→ **YOUR INSTRUCTIONS**
Copy out everything from the line containing "In this exercise you will indicate the green" down through the end of the records below, keeping every line. Scale only the answer coordinates by 2.45 and round each to a whole number with halves going up, leaving the sample coordinates as they are.

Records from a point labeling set
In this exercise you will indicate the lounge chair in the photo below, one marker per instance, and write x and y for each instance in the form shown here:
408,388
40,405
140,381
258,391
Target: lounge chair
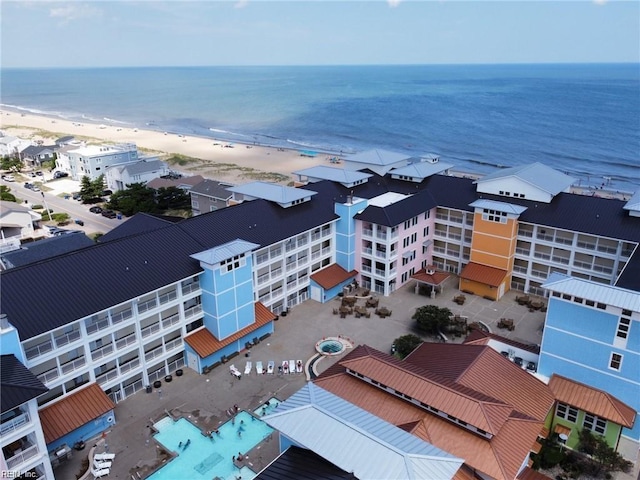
104,456
99,465
100,473
235,372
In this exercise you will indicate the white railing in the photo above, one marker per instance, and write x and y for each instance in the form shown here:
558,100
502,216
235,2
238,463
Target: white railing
73,365
98,353
67,338
125,367
172,320
15,423
39,349
125,341
49,375
121,316
190,312
22,457
150,330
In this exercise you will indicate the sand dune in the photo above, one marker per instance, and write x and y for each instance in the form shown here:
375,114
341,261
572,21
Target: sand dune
215,159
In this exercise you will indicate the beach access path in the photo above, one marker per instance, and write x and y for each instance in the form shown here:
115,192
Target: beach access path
216,159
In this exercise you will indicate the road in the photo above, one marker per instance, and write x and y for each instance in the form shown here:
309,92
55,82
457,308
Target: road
93,223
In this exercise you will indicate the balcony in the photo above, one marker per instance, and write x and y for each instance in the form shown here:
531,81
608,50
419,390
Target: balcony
15,423
39,349
67,338
98,353
23,456
73,365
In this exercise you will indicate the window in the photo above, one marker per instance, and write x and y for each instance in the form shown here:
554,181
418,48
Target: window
616,361
567,412
623,327
596,424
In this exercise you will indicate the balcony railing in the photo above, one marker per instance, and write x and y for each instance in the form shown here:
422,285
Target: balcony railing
49,375
15,423
39,349
67,338
22,457
125,341
73,365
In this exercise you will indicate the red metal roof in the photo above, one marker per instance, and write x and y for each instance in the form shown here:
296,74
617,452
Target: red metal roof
592,400
73,411
484,274
332,275
435,278
204,343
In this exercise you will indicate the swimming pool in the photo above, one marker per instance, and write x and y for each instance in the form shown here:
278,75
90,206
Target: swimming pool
206,458
267,407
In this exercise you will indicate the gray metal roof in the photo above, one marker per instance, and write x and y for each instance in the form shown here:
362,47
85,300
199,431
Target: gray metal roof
225,251
634,202
357,441
499,206
537,174
421,170
614,296
340,175
273,192
378,157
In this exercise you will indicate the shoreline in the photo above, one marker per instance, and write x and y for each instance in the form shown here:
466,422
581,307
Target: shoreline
214,158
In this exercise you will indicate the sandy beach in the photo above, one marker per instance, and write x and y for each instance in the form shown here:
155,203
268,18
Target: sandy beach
214,159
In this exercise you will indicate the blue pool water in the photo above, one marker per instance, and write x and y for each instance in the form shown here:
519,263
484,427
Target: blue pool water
267,409
207,458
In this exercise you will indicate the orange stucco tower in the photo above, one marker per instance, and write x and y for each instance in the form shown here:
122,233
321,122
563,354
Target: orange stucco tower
493,246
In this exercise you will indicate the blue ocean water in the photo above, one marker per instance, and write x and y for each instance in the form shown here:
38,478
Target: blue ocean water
583,119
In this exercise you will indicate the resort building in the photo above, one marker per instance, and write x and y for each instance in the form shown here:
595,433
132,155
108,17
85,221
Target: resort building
81,160
455,411
592,336
157,295
118,177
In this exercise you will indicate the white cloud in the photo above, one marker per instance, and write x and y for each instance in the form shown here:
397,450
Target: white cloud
75,11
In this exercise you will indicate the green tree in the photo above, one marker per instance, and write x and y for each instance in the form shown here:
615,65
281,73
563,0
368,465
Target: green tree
431,318
406,344
172,198
136,198
91,191
6,195
11,163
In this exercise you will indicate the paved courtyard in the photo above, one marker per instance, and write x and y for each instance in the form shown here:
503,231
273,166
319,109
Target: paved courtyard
205,399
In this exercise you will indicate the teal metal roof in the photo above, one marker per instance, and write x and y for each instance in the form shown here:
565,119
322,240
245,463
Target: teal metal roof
356,440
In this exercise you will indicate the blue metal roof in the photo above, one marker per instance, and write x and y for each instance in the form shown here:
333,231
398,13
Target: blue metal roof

→ **EXERCISE RESPONSE**
In this exercise you will indicate the green tree in the photo above, one marker per instance, and write x and y for each instance in the form shown here:
615,65
281,73
563,0
368,465
Target: green tree
1056,779
995,843
421,485
333,485
223,468
15,478
27,399
In this exercise you will indicate the paved courtyard in the photo above, one marker per instance, and write x and y for each instance in the form shown here:
503,231
273,166
319,109
Target: paved courtyard
502,978
In this exercise you will indicate the teal metal roof in the photo above, one marker per instance, and write x and y for each instance in the form shown here:
565,119
322,240
245,463
Target: teal metal roof
872,1078
In this exercise you will indicate the blue metal roof in the photo above, one marker per instance, and write x and y for each instance in the form shown here:
333,231
398,13
Target: blue metal roof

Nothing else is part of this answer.